Data items:

## Begin

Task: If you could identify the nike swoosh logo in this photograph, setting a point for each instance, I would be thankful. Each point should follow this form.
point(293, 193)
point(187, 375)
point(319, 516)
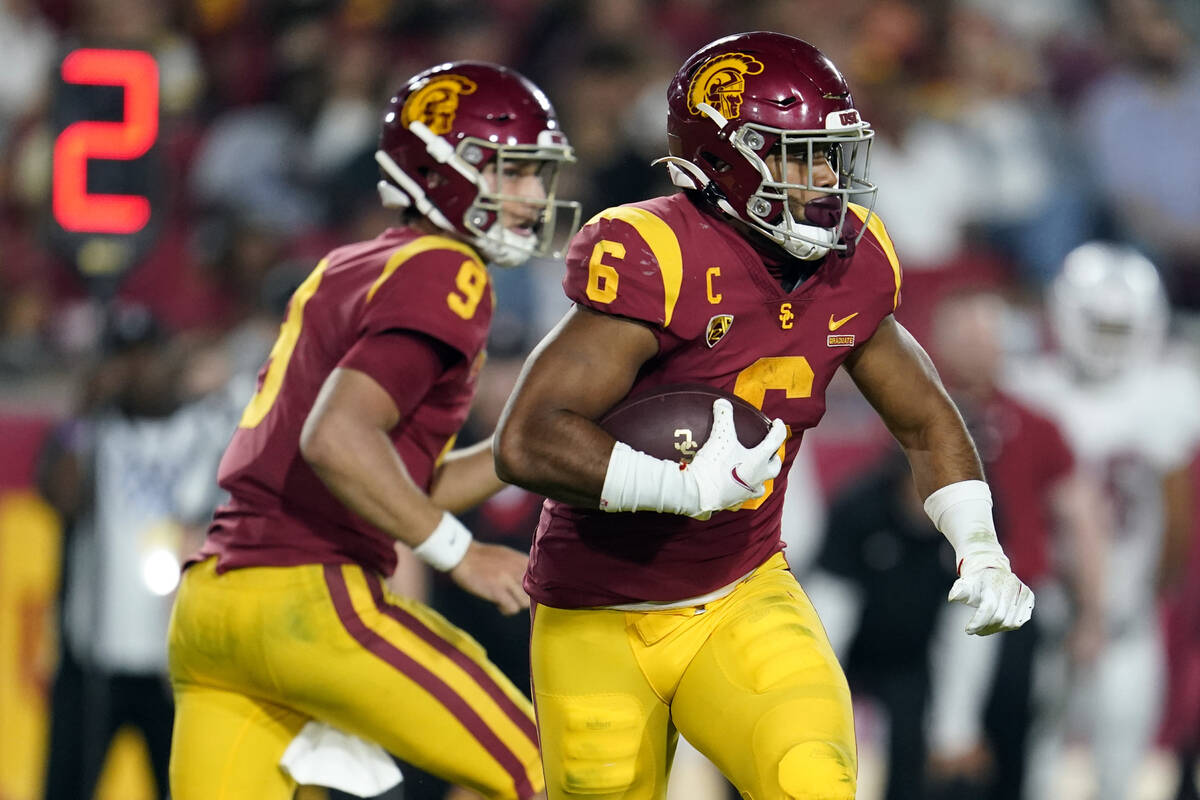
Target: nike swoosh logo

## End

Problem to work on:
Print each of the entries above word for word, leaving the pictures out.

Response to this task:
Task: If you could identify the nike swoosh logo in this photograph, setting a point for each instance, I would be thankful. Each point should follow this form.
point(293, 193)
point(187, 375)
point(319, 516)
Target: nike swoosh logo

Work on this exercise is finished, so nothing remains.